Exercise:
Transcribe all of the material below word for word and leave out its pictures.

Input records:
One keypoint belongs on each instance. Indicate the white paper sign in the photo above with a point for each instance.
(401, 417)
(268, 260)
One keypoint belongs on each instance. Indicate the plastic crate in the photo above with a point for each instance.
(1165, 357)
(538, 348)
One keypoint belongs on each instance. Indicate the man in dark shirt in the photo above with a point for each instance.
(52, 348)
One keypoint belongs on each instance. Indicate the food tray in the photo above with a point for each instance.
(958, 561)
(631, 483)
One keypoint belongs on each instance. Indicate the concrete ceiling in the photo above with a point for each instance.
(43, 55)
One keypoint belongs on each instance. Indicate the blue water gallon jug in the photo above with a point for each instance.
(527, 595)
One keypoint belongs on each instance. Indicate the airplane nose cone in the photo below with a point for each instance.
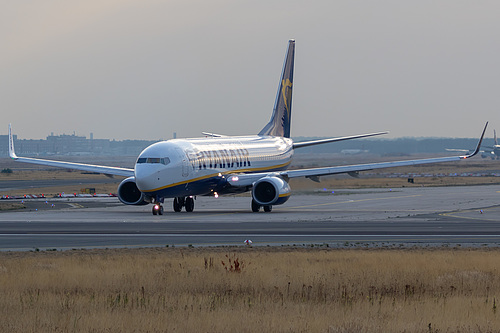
(145, 177)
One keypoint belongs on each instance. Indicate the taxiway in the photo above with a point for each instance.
(468, 215)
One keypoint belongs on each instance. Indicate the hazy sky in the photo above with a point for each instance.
(145, 69)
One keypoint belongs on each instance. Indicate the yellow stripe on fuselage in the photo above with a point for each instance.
(222, 173)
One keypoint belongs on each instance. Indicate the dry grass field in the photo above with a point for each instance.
(251, 290)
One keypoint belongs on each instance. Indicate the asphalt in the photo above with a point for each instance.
(439, 216)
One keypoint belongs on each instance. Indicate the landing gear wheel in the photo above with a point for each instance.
(189, 204)
(255, 207)
(177, 205)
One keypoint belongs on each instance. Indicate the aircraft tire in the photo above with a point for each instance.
(177, 205)
(189, 204)
(255, 207)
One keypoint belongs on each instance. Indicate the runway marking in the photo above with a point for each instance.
(355, 201)
(482, 218)
(416, 237)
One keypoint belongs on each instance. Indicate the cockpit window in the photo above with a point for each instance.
(153, 160)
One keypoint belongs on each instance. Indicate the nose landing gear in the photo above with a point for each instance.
(186, 202)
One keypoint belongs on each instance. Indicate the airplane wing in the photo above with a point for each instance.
(214, 135)
(315, 173)
(317, 142)
(68, 165)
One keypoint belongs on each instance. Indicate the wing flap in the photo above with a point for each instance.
(314, 173)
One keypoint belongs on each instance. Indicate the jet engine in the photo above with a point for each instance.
(271, 191)
(129, 194)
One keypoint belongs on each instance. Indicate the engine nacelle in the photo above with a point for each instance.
(271, 191)
(129, 194)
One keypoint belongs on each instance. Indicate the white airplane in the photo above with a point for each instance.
(215, 165)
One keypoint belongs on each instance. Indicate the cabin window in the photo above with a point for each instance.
(154, 160)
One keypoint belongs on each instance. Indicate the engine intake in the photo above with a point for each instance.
(129, 194)
(271, 191)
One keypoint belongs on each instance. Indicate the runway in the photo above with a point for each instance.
(468, 216)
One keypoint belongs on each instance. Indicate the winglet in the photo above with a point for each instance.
(12, 153)
(478, 147)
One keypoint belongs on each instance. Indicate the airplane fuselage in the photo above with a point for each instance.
(190, 167)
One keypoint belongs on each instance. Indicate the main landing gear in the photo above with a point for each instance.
(157, 209)
(256, 207)
(186, 202)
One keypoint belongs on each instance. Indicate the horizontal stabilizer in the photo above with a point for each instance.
(318, 142)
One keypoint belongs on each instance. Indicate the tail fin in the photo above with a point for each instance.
(279, 125)
(12, 153)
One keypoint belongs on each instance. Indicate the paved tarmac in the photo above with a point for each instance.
(466, 216)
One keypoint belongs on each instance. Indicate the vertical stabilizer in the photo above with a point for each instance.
(280, 122)
(12, 153)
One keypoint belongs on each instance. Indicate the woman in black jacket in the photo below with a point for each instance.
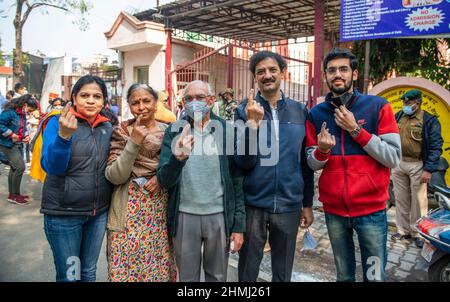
(76, 194)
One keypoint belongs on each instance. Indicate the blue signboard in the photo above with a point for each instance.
(374, 19)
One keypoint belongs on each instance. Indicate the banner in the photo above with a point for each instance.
(375, 19)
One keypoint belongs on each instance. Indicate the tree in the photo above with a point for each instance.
(24, 9)
(405, 57)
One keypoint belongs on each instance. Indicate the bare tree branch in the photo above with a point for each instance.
(36, 5)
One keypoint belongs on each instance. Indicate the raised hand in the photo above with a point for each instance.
(325, 140)
(139, 131)
(184, 144)
(68, 123)
(253, 110)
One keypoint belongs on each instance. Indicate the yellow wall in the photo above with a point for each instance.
(432, 104)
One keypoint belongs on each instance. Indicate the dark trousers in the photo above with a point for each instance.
(17, 164)
(282, 231)
(76, 242)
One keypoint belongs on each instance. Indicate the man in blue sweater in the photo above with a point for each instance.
(278, 184)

Solution for this task:
One keypoint belongs on each instance. Indicate the white paper sign in the photo above with a point for each instance.
(401, 417)
(268, 260)
One keypoint belongs on each instance. Indicate the plastic crate in the photo above with a point for each instance.
(1165, 357)
(538, 348)
One keypoint belongs on each instance. Indicate the man in dark shirt in the photo above with a point for each instance.
(52, 348)
One keypoint belongs on each instance. Indicate the food tray in the photo above with a point for each instance.
(958, 561)
(631, 483)
One keypoint belongs on each instance. Indicate the concrete ceiling in the photo above with a point for each instance.
(43, 55)
One keypoint belongs on each instance. Indicate the blue water gallon jug in the photo above with a point for each instance.
(527, 595)
One keypoint belongs on each instance. Indicate the airplane nose cone in the photo below with a point for each instance.
(145, 177)
One keypoint belongs on each instance. Indicate the taxiway in the photo above with a point for each instance.
(468, 215)
One keypoint belongs on each instance. Indicate the hazy sky in the photo above with a point for each instance.
(145, 69)
One keypoint belongs on each instance. Indicate the yellow stripe on fuselage in the photo above with a point for each instance.
(222, 173)
One keypoint belongs on each instance. Indicate the dry grass field in the photo above with a point for each instance.
(251, 290)
One keypoint belongs on each instance. Indicate the asphalt in the photo above with a point for each instance.
(439, 216)
One keypoint belongs on each instance. Indicate the landing gear wheel in the photo above with a point for each instance.
(189, 204)
(255, 207)
(177, 205)
One keypoint belongs on each instance. Indicate the aircraft tire in the photo above with a point for each instance.
(177, 205)
(189, 204)
(255, 207)
One keypoint belongs on each instance. Indicate the runway marking in the photo above with a point for each instance.
(355, 201)
(482, 218)
(416, 237)
One keypoint belongs on each instance. Indicate the cockpit window in the photo above with a point for each instance.
(153, 160)
One keypoint belongs on each instance. Indicate the nose landing gear in the photo above with a point for each instance.
(186, 202)
One keypoint belongs on each instance. Indicate the airplane wing in the photo above with a point for each instance.
(214, 135)
(315, 173)
(317, 142)
(68, 165)
One keypoint belongs on each instance. Indicate the wing flap in the photo above with a point for each instance.
(314, 173)
One keypoint belongs on each instance. Indicate the jet engine in the photo above with a point for each instance.
(271, 191)
(129, 194)
One keypoint belongs on each instance. Indicate the engine nacelle in the photo above with a point for each instance.
(271, 191)
(129, 194)
One keypoint belongs on each instance. Indicate the white airplane in the photo above with a point for each instance.
(215, 165)
One keypoint belongs on each instance. Indicate the cabin window in the photo above with a point for each instance.
(154, 160)
One keypoint belongs on each instance. Indicate the engine intake in the photo above with a point for each instance.
(129, 194)
(271, 191)
One keypoint belongs on each instance. Indicate the runway in the photo above with a point for each instance.
(468, 216)
One keypoint belongs on each instance. Indicate the winglet in the photo above with a point for each instance.
(12, 153)
(478, 147)
One keypoint belongs on each instance. Indicate the airplane fuselage in the photo above with a point for each instance.
(190, 167)
One keypoint belongs on each instance. Indicate the main landing gear in the photo above with a point for each instance.
(157, 209)
(256, 207)
(186, 202)
One keypoint belongs on each instance. Indicate the horizontal stabilizer in the photo above with a point for each instance.
(318, 142)
One keypoint belongs on each instance. Indicate the tail fin in the photo above with a point for each instance.
(279, 125)
(12, 153)
One keypoint belongs on each instance. Indicate the paved tarmac in the photo above with a point for each instance.
(466, 216)
One keypoint belongs on each instance. Indicate the vertical stabilizer in the photo above with a point for each instance.
(280, 122)
(12, 153)
One keypoint belongs on each instance. Indicate the woman in black jacket in the photo below with a point for each instance.
(76, 194)
One keypoint belongs on each instance. Indicate the blue signboard in the photo above with a point for each instance.
(374, 19)
One keypoint belongs on each instance. Indicate the banner in the photo above with a point for each instance.
(375, 19)
One keypoint belongs on each instance. Indicate the tree in the photo above with a point for each instance.
(24, 9)
(405, 57)
One keypoint belongs on each instance. Indicate the bare tree branch in the photo above with a point for each instance.
(36, 5)
One keypoint belongs on each instance. Indicate the raised hand in the photo above with a point for each instance.
(325, 140)
(139, 131)
(184, 144)
(68, 123)
(253, 110)
One keypoint belongs on each instance. Indicate the yellow wall in the photo above with a point for each instance.
(432, 104)
One keypoint belongs on each instance. Indicate the dark trousers in the photo above with a point for each instance.
(17, 164)
(282, 231)
(76, 242)
One keypoint belongs on each instance. Indicate the man in blue sweater in the photo above with a point for each instance.
(278, 184)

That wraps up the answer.